• [To be done]: Rewrite every line of the records below, requests included, multiplying each coordinate in the answers by 0.95 and rounding it to a whole number, halves up. Leave the numbers in the requests and their format samples as they are.

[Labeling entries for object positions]

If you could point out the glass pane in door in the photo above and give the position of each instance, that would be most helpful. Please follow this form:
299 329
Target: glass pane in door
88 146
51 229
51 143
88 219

• [Exercise result]:
If you could point out the glass pane in door in the photo above and give the position of each instance, that would be most helpful. Please follow this form:
299 329
Target: glass pane in door
84 139
48 218
48 136
84 208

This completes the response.